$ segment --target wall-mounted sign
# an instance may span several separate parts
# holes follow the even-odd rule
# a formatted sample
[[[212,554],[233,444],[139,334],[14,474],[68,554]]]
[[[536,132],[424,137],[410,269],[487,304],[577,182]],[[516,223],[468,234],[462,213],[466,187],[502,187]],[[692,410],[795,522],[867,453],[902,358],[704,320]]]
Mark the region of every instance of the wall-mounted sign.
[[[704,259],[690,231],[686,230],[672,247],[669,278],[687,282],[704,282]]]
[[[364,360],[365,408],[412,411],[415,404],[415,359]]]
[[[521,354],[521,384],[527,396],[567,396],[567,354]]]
---
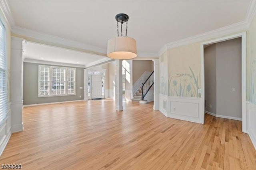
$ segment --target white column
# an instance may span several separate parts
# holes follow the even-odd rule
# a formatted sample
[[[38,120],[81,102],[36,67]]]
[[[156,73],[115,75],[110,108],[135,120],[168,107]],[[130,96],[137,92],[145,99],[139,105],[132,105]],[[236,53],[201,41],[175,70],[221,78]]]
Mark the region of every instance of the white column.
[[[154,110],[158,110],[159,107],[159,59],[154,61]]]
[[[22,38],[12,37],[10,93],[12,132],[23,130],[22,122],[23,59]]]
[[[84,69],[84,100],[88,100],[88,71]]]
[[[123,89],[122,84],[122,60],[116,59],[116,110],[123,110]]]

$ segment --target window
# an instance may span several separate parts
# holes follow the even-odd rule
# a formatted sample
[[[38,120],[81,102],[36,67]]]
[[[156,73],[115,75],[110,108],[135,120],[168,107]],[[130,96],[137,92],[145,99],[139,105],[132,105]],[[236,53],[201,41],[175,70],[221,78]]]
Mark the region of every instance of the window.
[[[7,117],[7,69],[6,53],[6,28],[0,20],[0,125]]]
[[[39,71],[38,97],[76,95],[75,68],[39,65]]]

Problem statement: Reproduce verbatim the part of the items that opens with the line containing "--target wall-mounted sign" and closes with the line containing "[[[521,354],[521,384],[527,396],[567,396],[567,354]]]", including both of those lines.

Solution to this exercise:
$ segment --target wall-mounted sign
# an instance may span several separate parts
# holes follow the even-odd rule
# a formatted sample
[[[212,554],[233,444],[139,334],[14,474],[68,554]]]
[[[536,132],[424,137],[410,269],[487,304],[577,182]],[[516,223],[468,234],[462,213],[466,187],[502,187]],[[692,410],[795,522],[867,453],[902,358],[704,320]]]
Mark the region of every instance of the wall-mounted sign.
[[[704,259],[690,231],[686,230],[672,247],[669,278],[687,282],[704,282]]]
[[[364,360],[365,408],[412,411],[415,404],[415,359]]]
[[[521,354],[521,384],[527,396],[567,396],[567,354]]]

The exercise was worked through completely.